■ Page text ■
........
Clickbait Spoiling: Additional Resources

The original training/validation data and trained baselines are available online (details on its construction are available in the paper that constructed this dataset).

This topic serves to collect additional resources that might be helpful for participants (during the shared task but also post-hoc), be it complementary training/evaluation data, code, or trained models.

Please feel free to share your resources here if you think they might be helpful to others.

Best regards,

Maik

There is a very cool project of @janetzhong82, Beicheng, and Ollie on clickbait spoiling that used abstractive question answering (here is the thread on Twitter). Their repository (including a supplementary dataset that might be useful for training/validation and code) is available on GitHub.

Best Regards,

Maik

Markus Sverdvik Heiervang wrote a master thesis on clickbait spoiling that is available online.
The thesis looks very cool, and he also did go the extra mile and published trained models on Hugging Face that might be very helpful in this shared task.

Best Regards,

Maik

This paper (accepted at EMNP 2022) might has some pre-training approaches that might be helpful for spoiling as well [2205.10455] Pre-training Transformer Models with Sentence-Level Objectives for Answer Sentence Selection

Very interesting: I just stumbled upon the Question Answering tracks that ran on TREC (I think from 2003 to 2007) that had list questions (additional to factoid and definition questions).
........
■ Tasks to complete ■
A. Please transcribe the part of the clickbait spoiling thread starting with "The original training/validation" and going on through "helpful to others.".
B. In the clickbait spoiling thread, on what platform did Markus Sverdvik Heiervang publish his trained models?
C. Take the clickbait spoiling thread further from its last post.
The records that come next are separate material, unrelated to the thread above.
........
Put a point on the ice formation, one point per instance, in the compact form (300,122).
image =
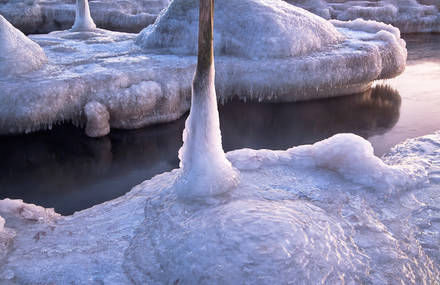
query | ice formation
(18,54)
(34,16)
(205,170)
(83,20)
(97,119)
(410,16)
(296,216)
(140,85)
(283,30)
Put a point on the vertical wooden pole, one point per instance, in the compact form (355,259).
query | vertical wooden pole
(206,28)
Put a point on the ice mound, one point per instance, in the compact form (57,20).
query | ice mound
(32,16)
(267,29)
(83,20)
(410,16)
(294,217)
(18,54)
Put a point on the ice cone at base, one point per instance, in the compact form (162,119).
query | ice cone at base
(205,169)
(83,20)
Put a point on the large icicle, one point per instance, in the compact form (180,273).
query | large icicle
(205,169)
(83,20)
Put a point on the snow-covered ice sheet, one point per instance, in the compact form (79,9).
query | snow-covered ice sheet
(43,16)
(146,79)
(325,213)
(410,16)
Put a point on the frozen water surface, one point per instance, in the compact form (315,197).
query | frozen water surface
(141,84)
(410,16)
(297,212)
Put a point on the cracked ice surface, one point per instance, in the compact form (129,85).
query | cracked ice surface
(410,16)
(43,16)
(141,85)
(323,213)
(18,54)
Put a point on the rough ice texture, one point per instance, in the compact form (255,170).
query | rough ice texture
(410,16)
(83,20)
(139,87)
(97,119)
(18,54)
(313,214)
(33,16)
(247,28)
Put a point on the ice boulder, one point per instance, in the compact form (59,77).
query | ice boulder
(18,54)
(410,16)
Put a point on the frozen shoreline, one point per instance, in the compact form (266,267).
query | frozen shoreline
(44,16)
(383,212)
(140,87)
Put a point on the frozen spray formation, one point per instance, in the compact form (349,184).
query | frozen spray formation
(205,171)
(297,216)
(83,20)
(410,16)
(18,54)
(146,79)
(283,30)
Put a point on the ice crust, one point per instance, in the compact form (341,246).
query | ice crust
(139,86)
(410,16)
(266,29)
(18,54)
(308,215)
(34,16)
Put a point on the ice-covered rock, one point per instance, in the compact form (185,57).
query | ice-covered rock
(410,16)
(83,20)
(18,54)
(140,85)
(248,28)
(97,119)
(32,16)
(297,215)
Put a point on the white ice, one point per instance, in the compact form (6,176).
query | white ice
(139,85)
(83,20)
(326,213)
(410,16)
(18,54)
(35,16)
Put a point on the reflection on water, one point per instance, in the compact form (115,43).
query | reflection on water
(69,171)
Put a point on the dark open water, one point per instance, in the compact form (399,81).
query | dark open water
(68,171)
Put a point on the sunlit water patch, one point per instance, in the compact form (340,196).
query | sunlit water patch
(66,170)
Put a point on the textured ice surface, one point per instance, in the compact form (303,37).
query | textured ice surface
........
■ Task answers ■
A.
The original training/validation data and trained baselines are available online (details on its construction are available in the paper that constructed this dataset).

This topic serves to collect additional resources that might be helpful for participants (during the shared task but also post-hoc), be it complementary training/evaluation data, code, or trained models.

Please feel free to share your resources here if you think they might be helpful to others.

B. Hugging Face.

C.
Those list questions are not exactly the same as the multipart spoilers in clickbait spoiling, but it is quite similar. For instance [1]:

list question asks for different answer instances that satisfy the information need, such as List the names of chewing gums. Answering such questions requires a system to assemble a response from information located in multiple documents.

Here are some examples of those list questions: “Name titles of movies, other than Superman movies, that Christopher Reeve acted in.”, or “What are the titles of songs written by John Prine?”.
Hence, I think it would be very interesting to check if some of those list question-answering approaches (e.g., [2]) would work for multipart spoilers.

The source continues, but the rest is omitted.